Provided passage:
"""

The fiador knot (also Theodore knot) is a decorative, symmetrical knot used in equine applications to create items such as rope halters, hobbles, and components of the fiador on some hackamore designs. As traditionally described, it is a four strand diamond knot in which six of the eight ends loop back into the knot, thus allowing it to be tied with a single line. While a specific knot is discussed in this article, the fiador knot has also been treated as an entire class of multi-strand knots similarly made with a single line.

==Etymology==
The origin of the variant name "Theodore knot", used in the United States, is a corruption of the Spanish fiador. American cowboys likewise corrupted a number of other closely related terms, substituting "hackamore" for jaquima and "McCarty" for mecate.

Knotting authority Clifford Ashley relates Philip Ashton Rollins's suggestion that, "When Theodore Roosevelt, 'the hero of San Juan Hill,' visited the Southwest, shortly after the Spanish–American War, it was a foregone conclusion that the Spanish name 'Fiador' would be corrupted to 'Theodore' in his honor."

"""

Data for review:
"""

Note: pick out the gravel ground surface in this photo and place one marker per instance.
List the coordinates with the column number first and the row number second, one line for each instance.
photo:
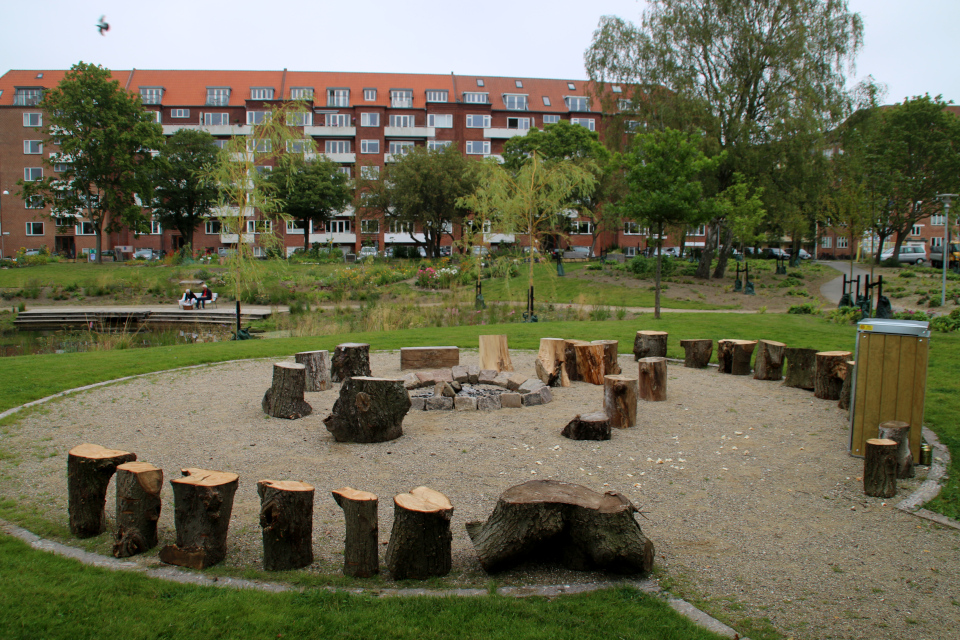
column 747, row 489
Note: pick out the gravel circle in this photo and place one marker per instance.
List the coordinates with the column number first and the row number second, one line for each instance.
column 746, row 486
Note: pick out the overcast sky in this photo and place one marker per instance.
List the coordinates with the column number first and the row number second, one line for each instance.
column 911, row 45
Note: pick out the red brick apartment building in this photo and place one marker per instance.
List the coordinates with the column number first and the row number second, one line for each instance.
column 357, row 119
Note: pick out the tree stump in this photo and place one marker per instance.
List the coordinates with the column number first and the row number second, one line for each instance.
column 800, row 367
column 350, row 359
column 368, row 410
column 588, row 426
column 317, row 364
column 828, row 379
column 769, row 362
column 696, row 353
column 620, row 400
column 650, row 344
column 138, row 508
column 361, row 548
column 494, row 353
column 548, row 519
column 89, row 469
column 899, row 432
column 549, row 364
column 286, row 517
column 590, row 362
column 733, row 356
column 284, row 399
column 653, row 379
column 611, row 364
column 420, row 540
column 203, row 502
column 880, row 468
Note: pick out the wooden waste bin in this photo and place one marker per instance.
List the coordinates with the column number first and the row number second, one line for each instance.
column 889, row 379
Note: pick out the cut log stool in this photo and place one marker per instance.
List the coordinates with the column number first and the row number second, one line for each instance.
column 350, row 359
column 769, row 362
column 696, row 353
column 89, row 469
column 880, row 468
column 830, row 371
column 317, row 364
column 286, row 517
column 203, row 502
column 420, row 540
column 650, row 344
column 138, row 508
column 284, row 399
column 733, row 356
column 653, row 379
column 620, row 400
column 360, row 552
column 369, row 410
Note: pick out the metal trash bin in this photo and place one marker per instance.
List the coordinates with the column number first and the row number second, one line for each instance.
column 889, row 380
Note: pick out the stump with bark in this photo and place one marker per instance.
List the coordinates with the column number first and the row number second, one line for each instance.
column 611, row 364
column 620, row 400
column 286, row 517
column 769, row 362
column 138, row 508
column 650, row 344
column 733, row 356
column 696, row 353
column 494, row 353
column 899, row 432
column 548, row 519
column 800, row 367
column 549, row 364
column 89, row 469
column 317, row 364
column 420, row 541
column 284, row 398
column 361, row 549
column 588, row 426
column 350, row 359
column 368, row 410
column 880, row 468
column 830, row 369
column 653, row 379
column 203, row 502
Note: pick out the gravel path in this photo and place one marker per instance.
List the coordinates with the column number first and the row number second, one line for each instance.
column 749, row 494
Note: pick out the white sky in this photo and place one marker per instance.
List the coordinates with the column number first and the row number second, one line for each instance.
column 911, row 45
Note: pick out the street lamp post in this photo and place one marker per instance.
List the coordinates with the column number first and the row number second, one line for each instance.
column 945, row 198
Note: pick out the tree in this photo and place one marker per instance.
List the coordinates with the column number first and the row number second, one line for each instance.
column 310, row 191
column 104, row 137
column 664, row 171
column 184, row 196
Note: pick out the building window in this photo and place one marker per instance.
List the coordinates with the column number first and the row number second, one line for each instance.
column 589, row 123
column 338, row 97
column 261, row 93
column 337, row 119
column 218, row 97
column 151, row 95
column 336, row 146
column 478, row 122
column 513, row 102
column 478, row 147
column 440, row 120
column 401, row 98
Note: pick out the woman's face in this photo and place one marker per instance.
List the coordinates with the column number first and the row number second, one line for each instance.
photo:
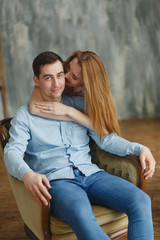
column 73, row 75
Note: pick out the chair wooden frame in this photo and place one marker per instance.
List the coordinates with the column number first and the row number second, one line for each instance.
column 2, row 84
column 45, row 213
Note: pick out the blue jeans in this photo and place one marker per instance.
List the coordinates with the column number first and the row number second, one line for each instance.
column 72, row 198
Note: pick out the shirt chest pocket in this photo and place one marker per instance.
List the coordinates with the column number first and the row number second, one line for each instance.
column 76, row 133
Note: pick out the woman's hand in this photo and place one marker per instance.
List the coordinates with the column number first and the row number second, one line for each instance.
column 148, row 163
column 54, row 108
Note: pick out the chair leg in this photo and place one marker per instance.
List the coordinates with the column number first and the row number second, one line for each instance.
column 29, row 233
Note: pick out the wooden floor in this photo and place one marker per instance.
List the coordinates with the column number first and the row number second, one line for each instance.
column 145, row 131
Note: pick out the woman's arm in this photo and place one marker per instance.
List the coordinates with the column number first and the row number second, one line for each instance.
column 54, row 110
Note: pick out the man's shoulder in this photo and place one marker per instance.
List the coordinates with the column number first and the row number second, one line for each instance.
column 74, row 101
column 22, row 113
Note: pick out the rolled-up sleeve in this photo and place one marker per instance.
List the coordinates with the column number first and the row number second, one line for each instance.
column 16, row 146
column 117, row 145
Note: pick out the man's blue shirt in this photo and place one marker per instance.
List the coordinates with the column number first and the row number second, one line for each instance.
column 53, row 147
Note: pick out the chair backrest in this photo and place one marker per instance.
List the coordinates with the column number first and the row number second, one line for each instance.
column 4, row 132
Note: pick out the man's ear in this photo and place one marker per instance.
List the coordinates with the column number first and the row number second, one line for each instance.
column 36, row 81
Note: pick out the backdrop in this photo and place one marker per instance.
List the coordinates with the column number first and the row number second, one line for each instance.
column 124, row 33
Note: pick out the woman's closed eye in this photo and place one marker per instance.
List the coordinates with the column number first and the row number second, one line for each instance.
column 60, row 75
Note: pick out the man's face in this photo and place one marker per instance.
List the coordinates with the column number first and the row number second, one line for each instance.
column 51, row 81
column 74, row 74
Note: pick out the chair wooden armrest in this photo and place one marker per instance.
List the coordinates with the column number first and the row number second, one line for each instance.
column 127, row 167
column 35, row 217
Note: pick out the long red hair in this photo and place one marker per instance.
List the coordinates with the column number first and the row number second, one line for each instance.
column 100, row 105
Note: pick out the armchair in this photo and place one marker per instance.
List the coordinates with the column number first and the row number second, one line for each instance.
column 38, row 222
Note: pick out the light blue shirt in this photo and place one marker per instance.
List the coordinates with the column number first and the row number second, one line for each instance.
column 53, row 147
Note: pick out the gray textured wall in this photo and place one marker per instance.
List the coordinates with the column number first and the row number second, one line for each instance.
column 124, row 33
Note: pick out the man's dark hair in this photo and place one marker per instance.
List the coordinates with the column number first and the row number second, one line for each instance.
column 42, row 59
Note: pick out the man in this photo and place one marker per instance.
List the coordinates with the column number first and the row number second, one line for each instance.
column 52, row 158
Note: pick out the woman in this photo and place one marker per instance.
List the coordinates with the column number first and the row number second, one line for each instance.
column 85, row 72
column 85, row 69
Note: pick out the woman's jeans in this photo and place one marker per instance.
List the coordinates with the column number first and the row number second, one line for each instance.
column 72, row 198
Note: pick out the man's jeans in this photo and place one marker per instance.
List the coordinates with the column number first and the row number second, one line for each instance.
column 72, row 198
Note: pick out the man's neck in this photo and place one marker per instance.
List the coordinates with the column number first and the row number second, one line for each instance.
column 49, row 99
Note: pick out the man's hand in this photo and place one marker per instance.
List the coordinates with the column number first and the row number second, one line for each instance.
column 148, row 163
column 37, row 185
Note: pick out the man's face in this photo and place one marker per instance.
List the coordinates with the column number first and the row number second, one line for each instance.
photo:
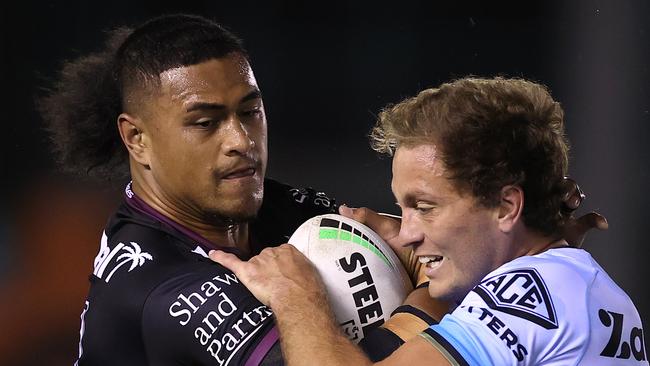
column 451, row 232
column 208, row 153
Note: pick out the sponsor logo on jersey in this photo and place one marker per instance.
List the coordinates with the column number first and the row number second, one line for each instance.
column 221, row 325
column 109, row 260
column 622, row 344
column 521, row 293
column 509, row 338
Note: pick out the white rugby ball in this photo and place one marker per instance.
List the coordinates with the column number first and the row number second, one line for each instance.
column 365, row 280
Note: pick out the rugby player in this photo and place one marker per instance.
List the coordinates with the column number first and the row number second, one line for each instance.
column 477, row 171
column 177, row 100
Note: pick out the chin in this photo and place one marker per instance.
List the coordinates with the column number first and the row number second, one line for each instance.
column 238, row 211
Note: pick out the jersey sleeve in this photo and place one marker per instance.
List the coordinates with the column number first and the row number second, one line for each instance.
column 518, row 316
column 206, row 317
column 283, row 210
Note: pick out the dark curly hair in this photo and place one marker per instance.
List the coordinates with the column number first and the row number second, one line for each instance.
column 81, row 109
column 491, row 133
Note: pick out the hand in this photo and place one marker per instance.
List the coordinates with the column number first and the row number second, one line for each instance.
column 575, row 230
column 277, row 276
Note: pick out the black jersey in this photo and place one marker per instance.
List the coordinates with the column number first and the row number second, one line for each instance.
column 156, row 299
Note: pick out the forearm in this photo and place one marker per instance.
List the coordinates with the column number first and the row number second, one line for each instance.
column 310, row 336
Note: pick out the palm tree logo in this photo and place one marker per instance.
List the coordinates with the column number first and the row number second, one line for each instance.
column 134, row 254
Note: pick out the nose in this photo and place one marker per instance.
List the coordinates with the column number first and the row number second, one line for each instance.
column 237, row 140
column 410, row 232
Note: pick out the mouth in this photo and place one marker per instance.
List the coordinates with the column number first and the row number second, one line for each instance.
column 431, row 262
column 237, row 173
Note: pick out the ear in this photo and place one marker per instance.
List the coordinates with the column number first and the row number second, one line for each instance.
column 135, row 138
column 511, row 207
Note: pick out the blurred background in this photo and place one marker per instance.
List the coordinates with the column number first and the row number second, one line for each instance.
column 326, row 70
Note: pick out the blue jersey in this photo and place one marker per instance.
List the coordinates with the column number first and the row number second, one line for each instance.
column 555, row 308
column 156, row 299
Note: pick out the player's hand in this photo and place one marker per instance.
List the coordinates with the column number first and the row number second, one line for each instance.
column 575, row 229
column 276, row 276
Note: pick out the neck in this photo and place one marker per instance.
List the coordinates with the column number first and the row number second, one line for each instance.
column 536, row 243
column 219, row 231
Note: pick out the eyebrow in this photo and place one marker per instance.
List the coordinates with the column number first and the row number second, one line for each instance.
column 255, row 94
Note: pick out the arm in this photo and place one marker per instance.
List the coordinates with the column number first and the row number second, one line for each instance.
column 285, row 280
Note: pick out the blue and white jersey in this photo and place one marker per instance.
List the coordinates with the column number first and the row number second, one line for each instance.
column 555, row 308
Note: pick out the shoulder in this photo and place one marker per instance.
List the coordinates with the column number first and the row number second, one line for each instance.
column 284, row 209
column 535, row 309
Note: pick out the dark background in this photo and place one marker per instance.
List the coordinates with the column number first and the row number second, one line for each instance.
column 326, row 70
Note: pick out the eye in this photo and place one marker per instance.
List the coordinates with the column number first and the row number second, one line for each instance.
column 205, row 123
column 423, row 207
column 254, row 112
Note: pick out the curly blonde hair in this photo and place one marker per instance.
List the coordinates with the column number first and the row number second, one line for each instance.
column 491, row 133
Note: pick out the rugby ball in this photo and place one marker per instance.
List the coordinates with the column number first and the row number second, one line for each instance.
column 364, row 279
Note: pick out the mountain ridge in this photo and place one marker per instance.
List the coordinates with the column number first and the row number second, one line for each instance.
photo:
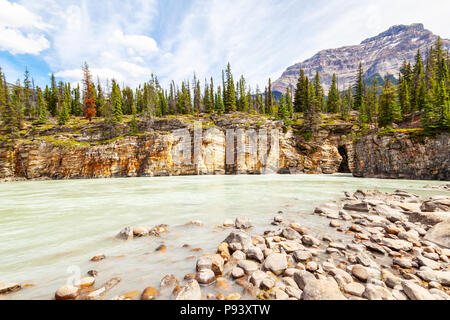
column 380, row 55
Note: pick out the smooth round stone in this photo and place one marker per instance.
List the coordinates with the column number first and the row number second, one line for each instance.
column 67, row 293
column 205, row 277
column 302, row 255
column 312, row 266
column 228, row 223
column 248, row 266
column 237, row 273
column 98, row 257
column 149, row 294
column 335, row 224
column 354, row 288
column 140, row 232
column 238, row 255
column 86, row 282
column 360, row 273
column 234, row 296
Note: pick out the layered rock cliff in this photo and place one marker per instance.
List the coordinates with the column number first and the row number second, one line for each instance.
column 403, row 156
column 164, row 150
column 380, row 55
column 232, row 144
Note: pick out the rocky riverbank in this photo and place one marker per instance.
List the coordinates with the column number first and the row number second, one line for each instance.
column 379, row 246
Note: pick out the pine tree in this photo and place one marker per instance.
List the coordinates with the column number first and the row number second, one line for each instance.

"""

Tasks for this exercise:
1. In the passage on the fiador knot, what Spanish word did American cowboys turn into "McCarty"?
2. Retype the stretch of the fiador knot passage that opens with the words containing "The fiador knot (also" and closes with "made with a single line.".
The material was drawn from a separate source.

Task-by-task answers:
1. Mecate.

2.
The fiador knot (also Theodore knot) is a decorative, symmetrical knot used in equine applications to create items such as rope halters, hobbles, and components of the fiador on some hackamore designs. As traditionally described, it is a four strand diamond knot in which six of the eight ends loop back into the knot, thus allowing it to be tied with a single line. While a specific knot is discussed in this article, the fiador knot has also been treated as an entire class of multi-strand knots similarly made with a single line.